• Assigned task:
Using the entries that follow, state how many lines contain the word "below". The response is that number and nothing more.

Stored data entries
----------
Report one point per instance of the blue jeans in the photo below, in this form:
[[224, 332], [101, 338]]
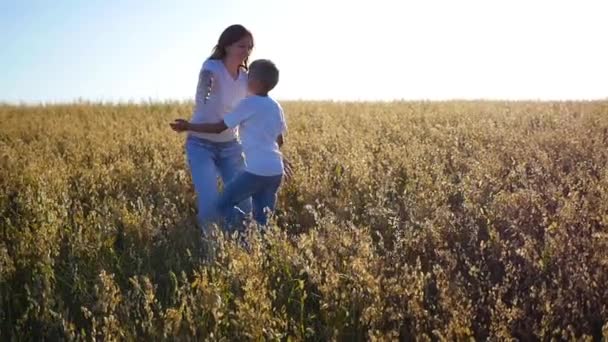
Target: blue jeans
[[262, 190], [208, 159]]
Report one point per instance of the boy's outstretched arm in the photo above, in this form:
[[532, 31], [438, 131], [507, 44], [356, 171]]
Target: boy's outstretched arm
[[287, 167], [181, 125]]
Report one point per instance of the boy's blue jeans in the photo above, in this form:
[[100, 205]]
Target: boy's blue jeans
[[208, 159], [262, 190]]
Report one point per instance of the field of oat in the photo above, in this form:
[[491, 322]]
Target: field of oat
[[426, 220]]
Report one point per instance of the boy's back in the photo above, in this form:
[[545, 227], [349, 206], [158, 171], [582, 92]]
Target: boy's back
[[260, 120]]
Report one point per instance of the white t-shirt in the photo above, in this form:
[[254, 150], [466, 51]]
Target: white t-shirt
[[260, 120], [211, 104]]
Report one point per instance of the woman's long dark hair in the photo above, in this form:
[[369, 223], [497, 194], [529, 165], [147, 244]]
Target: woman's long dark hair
[[231, 35]]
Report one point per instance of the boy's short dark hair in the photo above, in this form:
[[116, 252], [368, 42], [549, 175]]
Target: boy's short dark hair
[[265, 71]]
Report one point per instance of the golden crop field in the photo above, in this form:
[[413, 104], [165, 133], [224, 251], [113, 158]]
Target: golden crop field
[[405, 220]]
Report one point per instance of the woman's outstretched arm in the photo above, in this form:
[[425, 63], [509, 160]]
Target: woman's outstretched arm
[[181, 125]]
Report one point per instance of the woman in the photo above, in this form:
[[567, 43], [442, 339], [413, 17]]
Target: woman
[[221, 85]]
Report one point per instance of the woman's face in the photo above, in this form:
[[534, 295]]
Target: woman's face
[[241, 49]]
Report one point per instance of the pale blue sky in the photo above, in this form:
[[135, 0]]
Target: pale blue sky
[[57, 51]]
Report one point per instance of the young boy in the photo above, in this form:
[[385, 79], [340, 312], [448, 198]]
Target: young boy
[[261, 125]]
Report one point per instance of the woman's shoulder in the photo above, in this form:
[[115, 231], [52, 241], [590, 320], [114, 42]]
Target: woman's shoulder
[[211, 65]]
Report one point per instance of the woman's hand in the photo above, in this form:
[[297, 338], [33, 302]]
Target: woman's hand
[[180, 125]]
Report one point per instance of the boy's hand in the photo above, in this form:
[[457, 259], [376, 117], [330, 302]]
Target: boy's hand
[[180, 125], [287, 169]]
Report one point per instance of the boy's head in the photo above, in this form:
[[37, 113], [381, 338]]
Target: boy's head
[[263, 76]]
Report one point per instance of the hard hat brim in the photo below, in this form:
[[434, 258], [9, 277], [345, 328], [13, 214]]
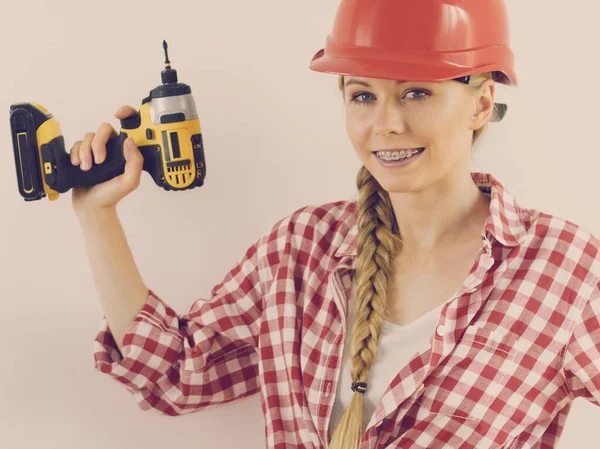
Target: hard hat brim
[[413, 70]]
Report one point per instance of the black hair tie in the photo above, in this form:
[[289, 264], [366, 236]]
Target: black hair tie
[[360, 387]]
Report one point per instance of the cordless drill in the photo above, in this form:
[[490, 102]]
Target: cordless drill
[[166, 129]]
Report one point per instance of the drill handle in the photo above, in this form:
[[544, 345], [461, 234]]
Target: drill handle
[[65, 175]]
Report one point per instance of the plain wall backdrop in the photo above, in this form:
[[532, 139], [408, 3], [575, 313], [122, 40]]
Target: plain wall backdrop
[[275, 140]]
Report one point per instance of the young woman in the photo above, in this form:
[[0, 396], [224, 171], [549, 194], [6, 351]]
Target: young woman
[[434, 312]]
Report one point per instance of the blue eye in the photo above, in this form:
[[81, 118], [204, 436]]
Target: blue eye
[[354, 97]]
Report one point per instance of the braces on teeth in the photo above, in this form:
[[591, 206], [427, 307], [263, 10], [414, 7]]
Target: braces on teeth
[[394, 156]]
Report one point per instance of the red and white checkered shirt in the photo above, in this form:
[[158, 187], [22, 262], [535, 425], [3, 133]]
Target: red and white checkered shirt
[[516, 343]]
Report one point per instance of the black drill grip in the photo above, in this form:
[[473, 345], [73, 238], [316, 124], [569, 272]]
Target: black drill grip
[[64, 175]]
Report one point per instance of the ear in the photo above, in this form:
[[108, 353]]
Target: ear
[[484, 104]]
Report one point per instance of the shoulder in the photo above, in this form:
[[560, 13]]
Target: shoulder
[[313, 225], [567, 245]]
----------
• Written response:
2